Named object pointing records:
※

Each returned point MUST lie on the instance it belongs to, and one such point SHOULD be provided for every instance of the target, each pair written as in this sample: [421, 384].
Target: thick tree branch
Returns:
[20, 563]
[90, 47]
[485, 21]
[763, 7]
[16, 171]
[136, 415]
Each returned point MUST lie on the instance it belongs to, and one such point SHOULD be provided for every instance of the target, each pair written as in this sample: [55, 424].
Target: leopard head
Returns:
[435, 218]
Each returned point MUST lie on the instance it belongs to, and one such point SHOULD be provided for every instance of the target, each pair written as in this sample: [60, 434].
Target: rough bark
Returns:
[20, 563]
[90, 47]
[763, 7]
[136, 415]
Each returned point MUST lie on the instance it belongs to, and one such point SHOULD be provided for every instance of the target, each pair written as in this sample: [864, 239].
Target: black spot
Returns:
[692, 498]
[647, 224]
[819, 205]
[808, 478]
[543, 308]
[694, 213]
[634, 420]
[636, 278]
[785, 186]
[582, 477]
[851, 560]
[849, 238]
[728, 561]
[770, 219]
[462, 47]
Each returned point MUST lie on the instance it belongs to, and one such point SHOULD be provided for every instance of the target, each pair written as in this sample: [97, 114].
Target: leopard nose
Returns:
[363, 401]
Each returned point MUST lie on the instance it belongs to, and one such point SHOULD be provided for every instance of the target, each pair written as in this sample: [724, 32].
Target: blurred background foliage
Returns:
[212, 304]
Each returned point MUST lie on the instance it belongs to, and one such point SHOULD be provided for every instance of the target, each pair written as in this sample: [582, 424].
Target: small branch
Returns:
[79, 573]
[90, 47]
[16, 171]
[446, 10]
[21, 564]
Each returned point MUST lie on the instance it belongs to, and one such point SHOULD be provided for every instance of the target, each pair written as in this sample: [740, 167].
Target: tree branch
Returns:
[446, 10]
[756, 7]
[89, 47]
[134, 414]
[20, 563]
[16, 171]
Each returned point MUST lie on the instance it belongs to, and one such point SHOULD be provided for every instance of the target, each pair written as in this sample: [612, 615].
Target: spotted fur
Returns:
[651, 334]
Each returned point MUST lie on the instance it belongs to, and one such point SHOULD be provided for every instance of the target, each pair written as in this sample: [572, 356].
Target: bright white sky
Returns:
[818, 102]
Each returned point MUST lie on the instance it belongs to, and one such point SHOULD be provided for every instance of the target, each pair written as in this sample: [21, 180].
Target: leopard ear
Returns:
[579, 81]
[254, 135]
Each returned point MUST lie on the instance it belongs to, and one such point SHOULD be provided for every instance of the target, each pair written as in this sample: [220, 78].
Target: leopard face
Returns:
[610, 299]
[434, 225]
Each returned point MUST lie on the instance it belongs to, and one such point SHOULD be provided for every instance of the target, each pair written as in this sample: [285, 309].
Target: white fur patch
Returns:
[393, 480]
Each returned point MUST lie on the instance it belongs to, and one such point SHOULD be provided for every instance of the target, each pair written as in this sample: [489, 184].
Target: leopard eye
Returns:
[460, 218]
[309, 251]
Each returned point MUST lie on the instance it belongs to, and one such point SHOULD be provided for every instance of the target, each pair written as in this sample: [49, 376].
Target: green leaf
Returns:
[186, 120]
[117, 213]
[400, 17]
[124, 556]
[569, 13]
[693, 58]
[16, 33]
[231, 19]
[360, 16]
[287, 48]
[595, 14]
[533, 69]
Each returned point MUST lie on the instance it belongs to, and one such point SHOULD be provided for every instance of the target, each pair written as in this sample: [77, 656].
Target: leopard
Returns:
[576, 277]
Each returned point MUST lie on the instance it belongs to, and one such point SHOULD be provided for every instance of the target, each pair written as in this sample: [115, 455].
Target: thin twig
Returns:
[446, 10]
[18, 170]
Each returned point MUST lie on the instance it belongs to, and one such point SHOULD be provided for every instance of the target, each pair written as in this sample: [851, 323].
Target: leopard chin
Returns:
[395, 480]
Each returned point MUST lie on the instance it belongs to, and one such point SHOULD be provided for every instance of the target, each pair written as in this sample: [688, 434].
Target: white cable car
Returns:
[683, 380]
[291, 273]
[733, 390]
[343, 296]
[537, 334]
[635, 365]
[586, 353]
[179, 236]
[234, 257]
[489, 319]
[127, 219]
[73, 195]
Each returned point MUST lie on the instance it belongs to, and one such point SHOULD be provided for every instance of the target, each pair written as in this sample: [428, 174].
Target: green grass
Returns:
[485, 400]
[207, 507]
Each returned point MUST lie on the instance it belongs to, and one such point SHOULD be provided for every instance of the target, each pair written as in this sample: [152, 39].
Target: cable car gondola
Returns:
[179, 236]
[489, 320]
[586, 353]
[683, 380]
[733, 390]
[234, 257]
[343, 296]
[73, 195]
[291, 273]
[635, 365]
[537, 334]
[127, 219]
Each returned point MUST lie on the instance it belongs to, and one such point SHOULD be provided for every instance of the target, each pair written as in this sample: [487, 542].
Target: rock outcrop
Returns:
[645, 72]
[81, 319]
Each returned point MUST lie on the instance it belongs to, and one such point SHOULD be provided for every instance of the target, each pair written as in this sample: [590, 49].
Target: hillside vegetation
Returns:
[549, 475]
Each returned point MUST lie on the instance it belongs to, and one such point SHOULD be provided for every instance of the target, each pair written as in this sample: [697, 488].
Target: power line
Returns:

※

Requirements:
Write out every one of the records above word for word, leaving nothing out.

Output:
Each returned point MUST lie on the instance it belongs to, and one such point SHOULD be provided for every instance of the target, each pair written as in this sample: [421, 384].
Target: thick tree branch
Returns:
[20, 563]
[90, 47]
[485, 21]
[763, 7]
[16, 171]
[136, 415]
Each returned point MUST lie on the instance it belongs to, and one such point SHOULD be provided for every instance of the target, each pair written as in this sample: [55, 424].
Target: leopard head
Returns:
[435, 218]
Each returned point MUST lie on the instance it belongs to, and one such point SHOULD be provided for every instance of the target, each pair written as in this sample: [60, 434].
Target: rough bark
Returns:
[20, 563]
[90, 47]
[763, 7]
[136, 415]
Each returned point MUST lie on the instance it belongs to, and one such point SHOULD be provided for every instance of the target, each pair written as in this sample: [864, 239].
Target: black spot
Returns:
[692, 498]
[647, 224]
[819, 205]
[808, 478]
[543, 308]
[694, 213]
[634, 420]
[636, 278]
[785, 186]
[582, 477]
[851, 560]
[849, 238]
[728, 561]
[770, 219]
[462, 47]
Each returned point MUST lie on the instance it belongs to, and one such point SHOULD be provided for every instance of the target, each pair written as in this sample: [97, 114].
Target: leopard nose
Returns:
[363, 401]
Each returned point MUST lie on the instance it belongs to, and one such point SHOULD be provided for every instance of the target, each pair written as in this sample: [724, 32].
Target: blurred background foliage
Returns:
[212, 304]
Each returned point MUST lie on the instance it belongs to, and one such point SHOULD be provided for every instance of the target, each pair written as in this sample: [582, 424].
Target: small branch
Returns:
[79, 573]
[90, 47]
[16, 171]
[446, 10]
[21, 564]
Each returned point MUST lie on the instance it belongs to, and one such point SHOULD be provided for every instance of the target, each pair written as in this sample: [740, 167].
Target: tree branch
Returns:
[446, 10]
[756, 7]
[89, 47]
[134, 414]
[20, 563]
[16, 171]
Each returned point MUST lie on the instance it belongs to, and one such point SHOULD be provided for every instance of the target, each pair written as in this sample: [612, 615].
Target: spotted fur
Returns:
[651, 334]
Each returned point MUST lie on the instance it belongs to, and one such point SHOULD be provided for every instance of the target, each pair written as in this sample: [572, 356].
Target: bright white sky
Returns:
[818, 102]
Each returned point MUST lie on the instance it belongs to, and one such point SHOULD be provided for every instance of the target, each pair written as in this sample: [21, 180].
Target: leopard ear
Returns:
[579, 81]
[254, 135]
Each returned point MUST lie on the instance it belongs to, and one such point SHOULD be provided for every instance of the target, each pair written as in this sample: [220, 78].
Target: leopard face
Returns:
[610, 299]
[434, 225]
Each returned point MUST lie on the instance it belongs to, and one such point SHOULD be provided for every instance of the target, each pair written as in this sample: [285, 309].
Target: white fur patch
Returns:
[393, 480]
Each returned point MUST lie on the instance it belongs to, and one such point SHOULD be provided for every instance of the target, each pair written as in this sample: [489, 184].
Target: leopard eye
Returns:
[460, 218]
[309, 251]
Each returned point MUST lie on the instance it belongs to, and one such point SHOULD be provided for every instance of the target, each pair written as in this sample: [49, 376].
Target: green leaf
Returns:
[186, 120]
[117, 213]
[400, 17]
[124, 556]
[569, 13]
[693, 58]
[16, 33]
[231, 19]
[360, 16]
[287, 48]
[595, 14]
[533, 69]
Each returned point MUST lie on the instance it belongs to, and one such point SHOULD be provided for every instance of the target, each pair written as in this sample: [77, 656].
Target: leopard
Returns:
[576, 277]
Each returned point MUST lie on the instance it belongs to, and one such point SHOULD be provided for every instance of the target, each pair written as in this sample: [115, 455].
Target: thin twig
Returns:
[446, 10]
[18, 170]
Each returned point MUST lie on the instance it belongs to, and one such point SHOULD be provided for every instance of the target, each pair written as in this sample: [851, 323].
Target: leopard chin
Returns:
[395, 480]
Each returned point MUST lie on the instance it belongs to, and one such point SHOULD be provided for every instance of the target, each pair written as in this sample: [688, 434].
Target: white cable car
Returns:
[683, 380]
[291, 273]
[733, 390]
[343, 296]
[537, 334]
[635, 365]
[586, 353]
[179, 236]
[234, 257]
[489, 319]
[127, 219]
[73, 195]
Each returned point MUST lie on the instance it belongs to, and one such point SHOULD be provided for every instance of the target, each pair written as in this sample: [428, 174].
Target: green grass
Returns:
[485, 400]
[207, 507]
Each returned point MUST lie on the instance it belongs to, and one such point SHOULD be provided for every instance of the target, each pair written as in this sample: [152, 39].
Target: cable car gondola
Returns:
[179, 236]
[489, 320]
[586, 353]
[683, 380]
[733, 390]
[234, 257]
[343, 296]
[73, 195]
[291, 273]
[635, 365]
[537, 334]
[127, 219]
Each returned point MUST lie on the instance it belongs to, and one such point SHOULD be provided for every instance of the target, each pair written as in this sample: [487, 542].
Target: rock outcrop
Returns:
[645, 72]
[81, 319]
Each returned point MUST lie on the instance it belongs to, and one such point SHOULD be provided for every instance of the target, each pair written as in this sample: [590, 49].
Target: hillside vegetation
Returns:
[549, 475]
Each returned point MUST lie on the instance it belongs to, and one such point SHOULD be provided for every instance of the target, each pair written as in this sample: [697, 488].
Target: power line
Returns:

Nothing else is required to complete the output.